[INFORMATION SHOWN]
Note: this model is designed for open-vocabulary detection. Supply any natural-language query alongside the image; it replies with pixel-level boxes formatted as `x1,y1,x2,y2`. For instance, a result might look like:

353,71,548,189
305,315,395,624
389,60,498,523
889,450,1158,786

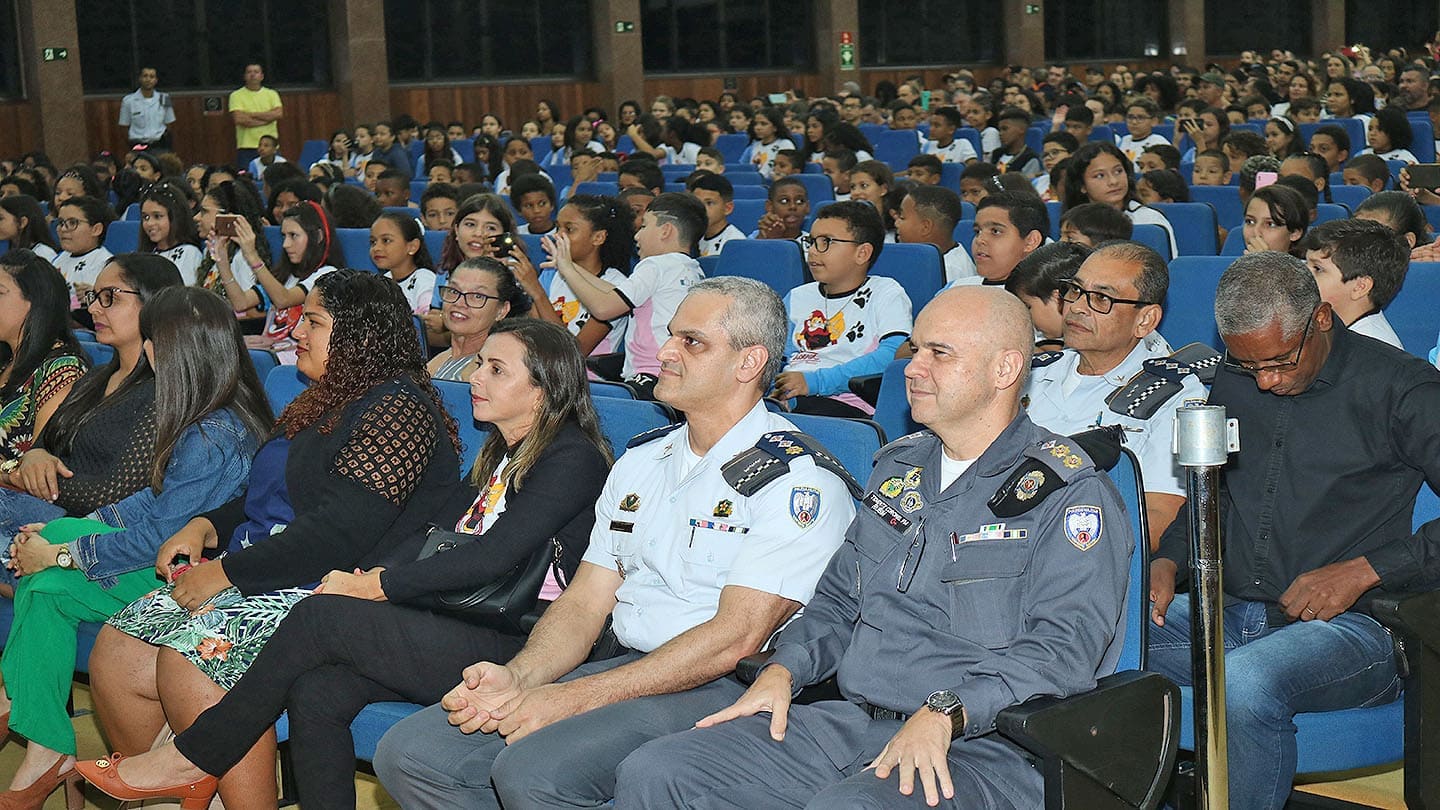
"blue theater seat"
1159,256,1229,350
713,239,804,298
868,243,944,313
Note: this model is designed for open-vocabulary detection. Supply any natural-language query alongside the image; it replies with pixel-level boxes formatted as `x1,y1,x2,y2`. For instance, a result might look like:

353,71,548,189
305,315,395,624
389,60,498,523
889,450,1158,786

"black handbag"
416,524,563,634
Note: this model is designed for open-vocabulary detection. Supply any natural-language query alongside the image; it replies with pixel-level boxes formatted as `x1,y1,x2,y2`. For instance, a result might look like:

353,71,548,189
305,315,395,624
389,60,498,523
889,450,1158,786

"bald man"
614,287,1134,810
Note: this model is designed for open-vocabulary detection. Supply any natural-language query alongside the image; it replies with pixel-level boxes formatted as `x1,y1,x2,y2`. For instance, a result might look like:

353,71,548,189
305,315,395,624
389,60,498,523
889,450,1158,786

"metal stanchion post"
1174,404,1239,810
[/INFORMATION SHOWN]
PROBLEM:
Return all of the data exactly as written, and drop the pictures.

SOLUTION FOR THIS PROBLEM:
Note: this model is designed for open-vocabulary detection. Supply any natural-language query alongside the image; it replies with pixel-level boxes formatted as `x1,y1,x2,y2`. For instance, a result might look like:

353,71,548,189
305,315,395,624
389,60,498,523
889,450,1158,786

"blue theater seat"
1159,256,1229,350
713,239,804,298
868,243,944,313
Note: this model is designed for open-vocabulary detection. Supply any natural-language query alongside the image; it replies with pixel-level boxes formatted as `x1,y1,x2,y2`. For instance, a result might look like:

353,71,548,189
305,315,395,624
389,60,498,523
889,450,1158,786

"black handbag"
416,524,563,634
Note: this model is designed for open-vocabulary detection. Supply any natural-language query alongside the image; it replies with pixel-level boxes formatted as `x1,y1,x2,y2`. For instance, a result might look like:

353,71,548,189
305,315,395,624
389,60,498,523
889,450,1158,786

"bald man"
614,287,1134,810
Note: this model is designed for open-vocabulary detection. Supply any natural-language query alongside the image; it replies with pixel-level boxes formatted as `x1,y1,x2,y2`. For instance, a result might look like:

353,71,548,189
305,315,395,624
389,60,498,523
889,450,1158,786

"metal stanchion post"
1174,404,1239,810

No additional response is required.